HOW TO COMPLETE THIS TASK
Repeat the records. Match each character exactly.

ENTRIES PROVIDED

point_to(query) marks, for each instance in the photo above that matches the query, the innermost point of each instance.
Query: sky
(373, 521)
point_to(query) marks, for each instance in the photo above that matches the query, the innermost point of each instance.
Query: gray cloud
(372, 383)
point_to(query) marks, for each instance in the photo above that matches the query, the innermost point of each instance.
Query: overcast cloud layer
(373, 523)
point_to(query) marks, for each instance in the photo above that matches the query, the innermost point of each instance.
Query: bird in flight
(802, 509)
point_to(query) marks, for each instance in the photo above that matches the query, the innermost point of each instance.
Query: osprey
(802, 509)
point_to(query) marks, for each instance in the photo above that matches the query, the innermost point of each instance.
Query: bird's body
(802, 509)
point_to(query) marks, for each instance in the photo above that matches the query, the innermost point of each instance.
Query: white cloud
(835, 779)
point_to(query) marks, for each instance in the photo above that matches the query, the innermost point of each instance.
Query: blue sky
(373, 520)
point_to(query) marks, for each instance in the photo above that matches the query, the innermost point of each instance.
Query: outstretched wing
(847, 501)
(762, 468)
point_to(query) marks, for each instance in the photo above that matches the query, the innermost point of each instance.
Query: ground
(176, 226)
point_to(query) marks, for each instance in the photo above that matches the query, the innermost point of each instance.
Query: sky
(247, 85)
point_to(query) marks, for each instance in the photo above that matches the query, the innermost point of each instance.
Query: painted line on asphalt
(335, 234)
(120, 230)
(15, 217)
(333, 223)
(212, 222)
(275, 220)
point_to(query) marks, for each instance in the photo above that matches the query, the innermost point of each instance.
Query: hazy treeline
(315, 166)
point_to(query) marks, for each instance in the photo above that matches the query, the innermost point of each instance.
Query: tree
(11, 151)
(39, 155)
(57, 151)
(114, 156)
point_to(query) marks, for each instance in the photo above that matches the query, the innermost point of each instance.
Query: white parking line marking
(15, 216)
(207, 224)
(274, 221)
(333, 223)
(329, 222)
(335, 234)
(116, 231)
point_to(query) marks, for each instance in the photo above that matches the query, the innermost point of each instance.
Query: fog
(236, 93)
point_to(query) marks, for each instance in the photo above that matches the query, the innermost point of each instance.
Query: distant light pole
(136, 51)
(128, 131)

ANSWER SECTION
point_to(query) marks, for each instance in the photo above that matches the query, the innermost point of each instance.
Query: sky
(373, 521)
point_to(query) marks, for each instance in the photo above that matches the query, the innermost point of each instance.
Query: gray cloud
(372, 383)
point_to(query) marks, for each instance in the photo above that matches the query, the innermost point of each instance.
Query: overcast cloud layer
(373, 523)
point_to(query) marks, for each instance in the photo above that matches the query, the innermost point of each instance.
Query: bird in flight
(802, 509)
point_to(query) marks, for each instance in the photo above that matches the query, the innermost point of each instance.
Query: osprey
(802, 509)
point_to(query) marks, for each instance in the photo above that matches the query, the innermost point of each instance.
Query: bird's body
(802, 509)
point_to(query) marks, for each instance in the photo above that matches the query, the innermost point of each instance.
Query: white cloud
(835, 779)
point_to(query) marks, for each instance in the photo above that matches the query, the innermost point of each instance.
Query: blue sky
(373, 520)
point_to(query) marks, for each instance in the photo above that matches the query, the innermost point of each instance.
Query: outstretched wing
(847, 501)
(762, 468)
point_to(query) marks, for each instance in the photo above that matches the query, the innermost point of each instance.
Query: ground
(176, 226)
point_to(query) marks, for each instance in the photo above that matches the query, the innermost point of each instance.
Query: sky
(247, 85)
point_to(query) marks, for each instance in the photo above that matches the query, the innermost point of each instance.
Query: painted line on asphalt
(335, 234)
(120, 230)
(15, 217)
(333, 223)
(212, 222)
(275, 220)
point_to(query) marks, for each instance in the photo above that matches the query, the innermost point of each instance.
Query: hazy treeline
(315, 166)
point_to(query) marks, for each instance in the photo above that matches the query, the innermost point of each instance.
Query: tree
(11, 151)
(39, 155)
(57, 151)
(114, 156)
point_to(query) marks, for each instance in the photo above that matches the query, the innermost point of each instance.
Query: white parking line marking
(15, 216)
(207, 224)
(274, 221)
(333, 223)
(329, 222)
(335, 234)
(116, 231)
point_to(query) marks, for each instance in the photo above that matches the query, the innermost point of each instance.
Query: fog
(236, 93)
point_to(query) marks, for each instance in the photo above that matches the query, the innermost point of each instance.
Query: distant light pole
(136, 51)
(128, 131)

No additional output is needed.